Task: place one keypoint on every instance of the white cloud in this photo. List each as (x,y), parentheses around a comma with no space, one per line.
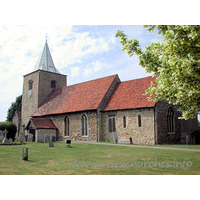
(75,71)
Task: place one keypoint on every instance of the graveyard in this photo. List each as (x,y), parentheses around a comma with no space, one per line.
(80,158)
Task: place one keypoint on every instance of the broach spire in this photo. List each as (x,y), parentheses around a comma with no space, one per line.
(45,61)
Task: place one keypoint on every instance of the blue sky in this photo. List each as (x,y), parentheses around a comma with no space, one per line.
(83,52)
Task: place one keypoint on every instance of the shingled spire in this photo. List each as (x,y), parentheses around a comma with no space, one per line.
(45,61)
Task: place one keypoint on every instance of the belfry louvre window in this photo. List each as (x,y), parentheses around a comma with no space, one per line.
(84,125)
(112,126)
(30,85)
(53,84)
(66,126)
(170,120)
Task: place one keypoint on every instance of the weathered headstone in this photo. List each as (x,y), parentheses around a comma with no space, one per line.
(30,137)
(1,133)
(115,138)
(124,141)
(10,140)
(51,144)
(21,137)
(47,138)
(68,143)
(187,139)
(53,137)
(40,136)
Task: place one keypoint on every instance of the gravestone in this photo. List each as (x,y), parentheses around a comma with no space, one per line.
(10,140)
(1,133)
(5,141)
(21,137)
(1,138)
(30,137)
(47,138)
(115,138)
(124,141)
(51,144)
(187,139)
(53,137)
(40,136)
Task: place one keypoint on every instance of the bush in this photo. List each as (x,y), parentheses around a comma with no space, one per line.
(10,127)
(196,135)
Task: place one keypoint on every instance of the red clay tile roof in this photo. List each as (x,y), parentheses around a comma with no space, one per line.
(79,97)
(129,94)
(43,123)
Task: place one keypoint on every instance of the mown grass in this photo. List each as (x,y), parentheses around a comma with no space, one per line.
(58,160)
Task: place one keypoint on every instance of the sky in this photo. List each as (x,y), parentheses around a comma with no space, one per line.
(83,52)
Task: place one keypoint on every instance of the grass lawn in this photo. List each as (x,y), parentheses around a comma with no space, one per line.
(105,159)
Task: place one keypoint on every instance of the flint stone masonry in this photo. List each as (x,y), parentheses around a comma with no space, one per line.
(30,137)
(21,137)
(53,138)
(40,136)
(47,138)
(124,141)
(139,135)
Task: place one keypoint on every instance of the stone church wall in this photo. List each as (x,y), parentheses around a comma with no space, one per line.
(182,127)
(75,126)
(139,135)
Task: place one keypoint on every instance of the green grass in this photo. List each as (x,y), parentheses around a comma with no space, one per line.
(58,159)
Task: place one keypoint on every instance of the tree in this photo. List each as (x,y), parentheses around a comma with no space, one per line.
(15,106)
(175,61)
(10,127)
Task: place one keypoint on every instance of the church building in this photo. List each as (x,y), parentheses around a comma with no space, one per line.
(103,109)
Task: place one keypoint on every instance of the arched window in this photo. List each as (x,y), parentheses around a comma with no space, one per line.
(170,120)
(30,85)
(112,126)
(53,84)
(84,125)
(139,121)
(66,126)
(124,121)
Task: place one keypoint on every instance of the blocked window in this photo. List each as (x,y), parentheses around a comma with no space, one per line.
(111,124)
(139,121)
(84,122)
(67,126)
(124,121)
(170,120)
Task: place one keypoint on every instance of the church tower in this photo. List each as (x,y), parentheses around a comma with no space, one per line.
(39,84)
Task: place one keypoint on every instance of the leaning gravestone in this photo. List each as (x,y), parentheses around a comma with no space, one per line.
(47,138)
(30,137)
(40,136)
(187,139)
(21,137)
(53,137)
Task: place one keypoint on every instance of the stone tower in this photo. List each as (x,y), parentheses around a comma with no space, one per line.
(39,84)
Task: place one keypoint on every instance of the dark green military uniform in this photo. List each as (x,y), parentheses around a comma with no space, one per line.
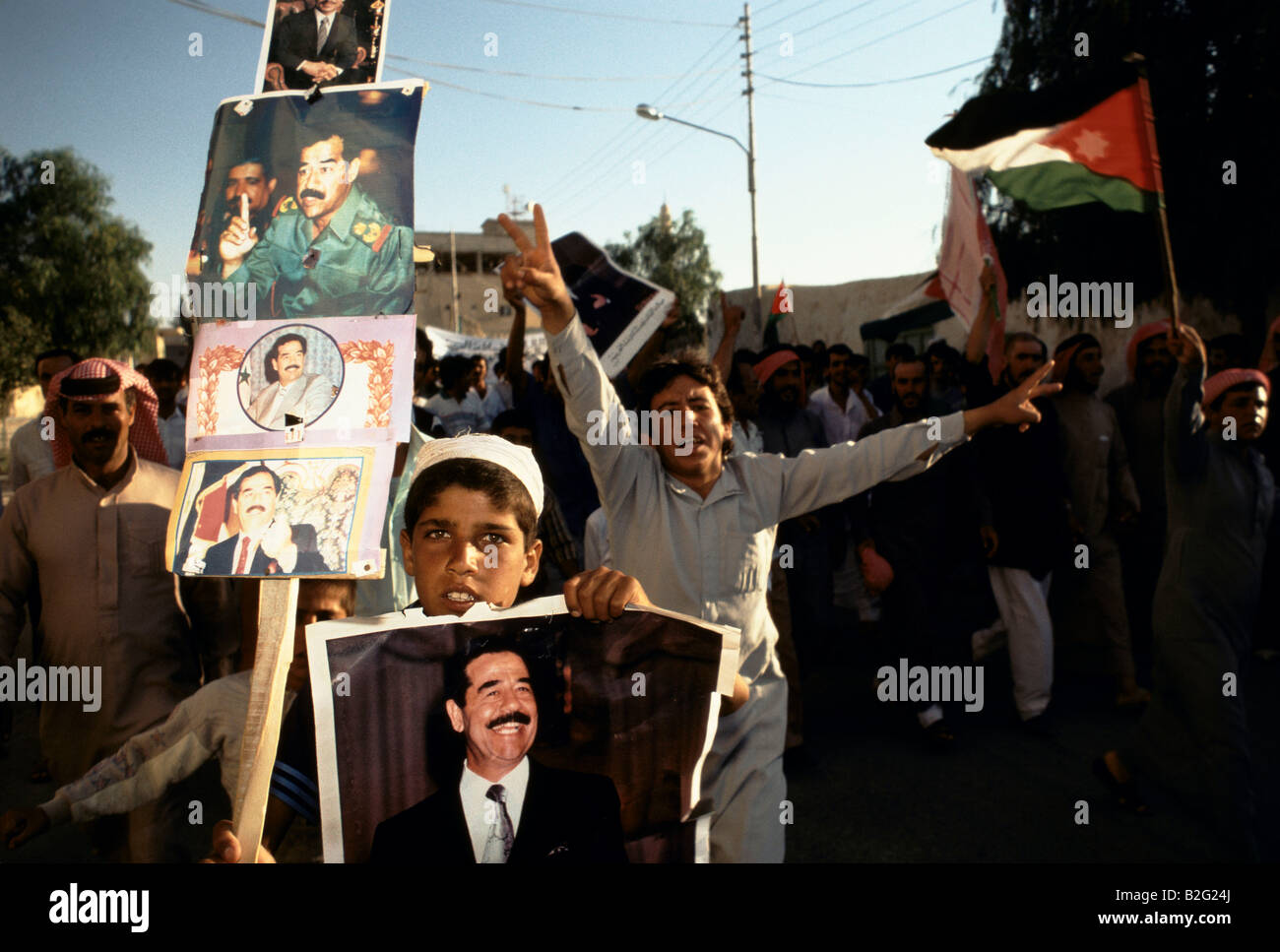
(363,264)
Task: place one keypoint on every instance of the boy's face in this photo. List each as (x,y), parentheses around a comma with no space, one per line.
(316,603)
(465,550)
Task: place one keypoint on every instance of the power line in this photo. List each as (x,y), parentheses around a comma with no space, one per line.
(563,78)
(605,16)
(612,142)
(878,82)
(879,38)
(782,20)
(648,141)
(645,145)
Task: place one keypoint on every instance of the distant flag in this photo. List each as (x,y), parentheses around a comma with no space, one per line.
(965,243)
(1060,146)
(782,303)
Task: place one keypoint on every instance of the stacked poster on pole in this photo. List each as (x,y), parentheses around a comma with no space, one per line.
(302,283)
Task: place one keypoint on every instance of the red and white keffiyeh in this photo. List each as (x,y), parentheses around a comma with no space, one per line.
(95,380)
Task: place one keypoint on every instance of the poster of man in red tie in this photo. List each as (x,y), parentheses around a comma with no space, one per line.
(311,43)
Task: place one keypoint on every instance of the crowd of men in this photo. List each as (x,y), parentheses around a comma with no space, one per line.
(1062,529)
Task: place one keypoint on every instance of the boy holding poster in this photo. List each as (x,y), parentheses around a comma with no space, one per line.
(470,535)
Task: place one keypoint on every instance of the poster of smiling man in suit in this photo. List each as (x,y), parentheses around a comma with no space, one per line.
(520,735)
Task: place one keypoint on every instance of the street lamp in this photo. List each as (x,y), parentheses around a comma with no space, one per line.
(647,111)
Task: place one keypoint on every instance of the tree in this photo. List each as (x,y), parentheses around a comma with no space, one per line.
(71,273)
(672,256)
(1214,93)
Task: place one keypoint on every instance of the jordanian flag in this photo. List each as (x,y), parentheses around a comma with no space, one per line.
(781,304)
(1058,148)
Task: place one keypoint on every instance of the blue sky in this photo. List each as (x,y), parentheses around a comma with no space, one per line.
(846,187)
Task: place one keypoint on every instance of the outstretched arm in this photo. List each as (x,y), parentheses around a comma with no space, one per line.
(1185,431)
(733,325)
(592,407)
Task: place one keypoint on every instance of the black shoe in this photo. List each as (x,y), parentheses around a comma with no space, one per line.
(798,760)
(1040,726)
(1125,794)
(939,735)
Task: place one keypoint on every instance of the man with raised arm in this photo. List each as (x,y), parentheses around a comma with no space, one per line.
(696,528)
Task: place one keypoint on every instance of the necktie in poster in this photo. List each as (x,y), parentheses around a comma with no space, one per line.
(321,45)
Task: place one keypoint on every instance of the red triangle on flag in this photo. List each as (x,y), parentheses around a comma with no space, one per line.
(1113,140)
(782,301)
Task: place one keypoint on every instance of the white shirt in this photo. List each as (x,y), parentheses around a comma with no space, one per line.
(493,405)
(30,456)
(839,423)
(457,416)
(173,434)
(320,29)
(746,438)
(473,789)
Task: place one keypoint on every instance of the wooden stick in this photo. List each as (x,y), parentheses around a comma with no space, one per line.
(1148,115)
(277,609)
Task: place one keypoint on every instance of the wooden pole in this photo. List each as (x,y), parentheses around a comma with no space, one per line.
(277,610)
(1166,248)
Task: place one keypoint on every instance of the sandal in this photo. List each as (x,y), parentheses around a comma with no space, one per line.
(939,735)
(1125,794)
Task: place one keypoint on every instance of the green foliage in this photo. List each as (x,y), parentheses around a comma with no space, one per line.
(71,273)
(1215,96)
(672,255)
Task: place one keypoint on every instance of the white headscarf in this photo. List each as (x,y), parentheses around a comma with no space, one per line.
(516,460)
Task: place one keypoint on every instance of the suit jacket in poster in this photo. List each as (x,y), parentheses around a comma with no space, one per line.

******

| Stated goal |
Only the lines from the one containing "Task: place one keypoint on every instance of the sandal" to the end of the records should be repeated, exactly as they appear.

| The solution |
Task: place one keypoint on every instance of the sandal in this photo. List each as (x,y), parentheses around a comma with no space, one per line.
(939,735)
(1125,794)
Task: place one keypoint on every instance of the green foliage in this photo. List each as (x,y), parentheses around a comma with no space, one per line.
(71,273)
(1215,96)
(672,255)
Task: place one keypoint on every instance of the white headscarf in this photo. List each as (x,y), parentheses around a comma with no space, one per line.
(516,460)
Task: place one keypoint on every instance of the suit jacket in poster in this photo. List each as (x,y), parentheses around a comma with no space, one per line.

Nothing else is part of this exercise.